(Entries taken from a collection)
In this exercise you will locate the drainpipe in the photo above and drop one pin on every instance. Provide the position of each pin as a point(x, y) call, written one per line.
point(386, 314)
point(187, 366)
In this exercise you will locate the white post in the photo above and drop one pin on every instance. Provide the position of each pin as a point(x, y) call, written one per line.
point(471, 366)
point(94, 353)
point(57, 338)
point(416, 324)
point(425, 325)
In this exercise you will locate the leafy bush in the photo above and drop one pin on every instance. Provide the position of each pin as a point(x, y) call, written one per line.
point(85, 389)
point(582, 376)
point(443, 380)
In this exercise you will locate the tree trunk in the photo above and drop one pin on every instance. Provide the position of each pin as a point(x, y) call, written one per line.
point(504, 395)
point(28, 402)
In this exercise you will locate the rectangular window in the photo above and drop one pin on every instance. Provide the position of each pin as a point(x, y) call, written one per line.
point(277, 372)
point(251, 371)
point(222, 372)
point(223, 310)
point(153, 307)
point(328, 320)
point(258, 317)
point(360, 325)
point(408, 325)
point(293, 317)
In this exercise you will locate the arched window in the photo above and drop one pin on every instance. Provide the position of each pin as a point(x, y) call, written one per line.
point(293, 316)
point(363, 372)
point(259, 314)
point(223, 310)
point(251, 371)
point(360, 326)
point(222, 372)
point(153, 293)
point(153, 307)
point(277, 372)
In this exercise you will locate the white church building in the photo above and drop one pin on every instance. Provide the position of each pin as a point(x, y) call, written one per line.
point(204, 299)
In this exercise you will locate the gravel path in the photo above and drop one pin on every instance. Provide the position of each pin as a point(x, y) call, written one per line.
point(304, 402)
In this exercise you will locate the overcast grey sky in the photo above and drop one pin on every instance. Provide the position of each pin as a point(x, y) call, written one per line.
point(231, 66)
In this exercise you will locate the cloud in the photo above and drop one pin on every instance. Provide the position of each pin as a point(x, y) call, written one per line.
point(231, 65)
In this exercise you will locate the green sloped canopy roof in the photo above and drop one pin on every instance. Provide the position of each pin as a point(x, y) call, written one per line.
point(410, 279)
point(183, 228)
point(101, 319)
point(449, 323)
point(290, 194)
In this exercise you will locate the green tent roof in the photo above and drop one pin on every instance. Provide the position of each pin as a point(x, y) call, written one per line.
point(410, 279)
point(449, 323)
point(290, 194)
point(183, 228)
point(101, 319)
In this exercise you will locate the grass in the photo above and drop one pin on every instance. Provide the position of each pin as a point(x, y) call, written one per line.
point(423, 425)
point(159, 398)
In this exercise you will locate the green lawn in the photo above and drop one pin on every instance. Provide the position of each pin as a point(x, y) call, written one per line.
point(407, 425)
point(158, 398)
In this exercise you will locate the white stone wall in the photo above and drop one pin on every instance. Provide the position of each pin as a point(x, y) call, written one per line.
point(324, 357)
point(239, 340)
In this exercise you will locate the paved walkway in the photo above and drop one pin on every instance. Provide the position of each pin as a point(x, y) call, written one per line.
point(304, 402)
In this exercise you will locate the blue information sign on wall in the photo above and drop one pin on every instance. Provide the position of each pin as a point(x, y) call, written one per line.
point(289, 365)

Requirements
Rewrite every one of the records, renaming "pin" to "marker" wherever it occurs and leaving all other wording unchanged.

Result for this exercise
In this exercise you will locate the drainpipe in the photo above and drop one marker on every instance. Provide the position of each marker as a point(x, y) call, written one per line.
point(386, 314)
point(187, 366)
In this exercise you will locate the white post in the photo above and drop one marker on every instance. Provide the position of each marker as a point(x, y) call, written one per line.
point(471, 366)
point(94, 353)
point(57, 338)
point(416, 324)
point(425, 325)
In this exercise you will locate the leafy bush in the photo above and drop one marker on every instance. Provide the position of each marker as a point(x, y) call, written one per line.
point(85, 389)
point(582, 376)
point(443, 380)
In this exercise you will locate the tree trunk in the photo above and drop one marker on every instance. Provide the position of each marker as a point(x, y) call, written one per line.
point(504, 395)
point(28, 402)
In this exercise you will locate the rectangular window in the photo above and drop one marker on every instance. Provide the position of each marker as a point(x, y) call, written one per line.
point(277, 372)
point(251, 371)
point(222, 372)
point(223, 310)
point(153, 307)
point(328, 320)
point(258, 317)
point(360, 325)
point(408, 325)
point(293, 317)
In this exercise you will locate the arched window in the photo above and drop one marker on every instance. Provide the position of each marker as a point(x, y) call, written one per line.
point(293, 316)
point(363, 372)
point(259, 314)
point(223, 310)
point(251, 371)
point(360, 326)
point(222, 372)
point(153, 293)
point(153, 307)
point(277, 372)
In this exercise you will locate the white church building in the photo above and drop one marker on every instance. Provide the position of each marker as a point(x, y) call, written one per line.
point(204, 299)
In this exercise you will locate the gravel path in the photo above and drop one marker on every instance. Provide the position of each marker as a point(x, y) call, written one per line.
point(304, 402)
In this exercise you will locate the overcast grey sky in the photo above and drop one marker on every instance. Provide the position of each marker as a point(x, y) call, written one per line.
point(231, 66)
In this exercise you will locate the cloud in the photo above and drop one marker on every instance. Provide the position of each marker as a point(x, y) call, written one per line.
point(231, 65)
In this exercise you will locate the green sloped canopy roof in the photo above and drop one marker on every instance. Provide the position of each marker as a point(x, y) call, written one per line.
point(410, 279)
point(183, 228)
point(101, 319)
point(449, 323)
point(290, 194)
In this exercise you will locate the green tent roof in the photo above and drop one marker on every instance. Provide the position of each marker as a point(x, y) call, written one per line.
point(410, 279)
point(449, 323)
point(290, 194)
point(183, 228)
point(101, 319)
In this exercise you will locate the grass in the photo above and drop one marker on every instance. Provide the position of each marker as a point(x, y) call, written one per line.
point(423, 425)
point(159, 398)
In this exercise you will locate the green lawn in the photo above and drop one marker on every instance. Provide the position of each marker as a point(x, y) call, written one per line.
point(407, 425)
point(158, 398)
In this exercise you will locate the white stone wall in the photo above and drop one marker on every instance. Provide the position of each marker as a point(x, y) call, written one per line.
point(324, 357)
point(239, 340)
In this exercise you will locate the paved walkway in the photo above and drop one marker on every instance. Provide the position of each marker as a point(x, y) call, written one per line.
point(304, 402)
In this exercise you will locate the blue information sign on wall in the photo above and drop one marker on every instance. Provide the position of each marker as a point(x, y) call, written one per line.
point(289, 365)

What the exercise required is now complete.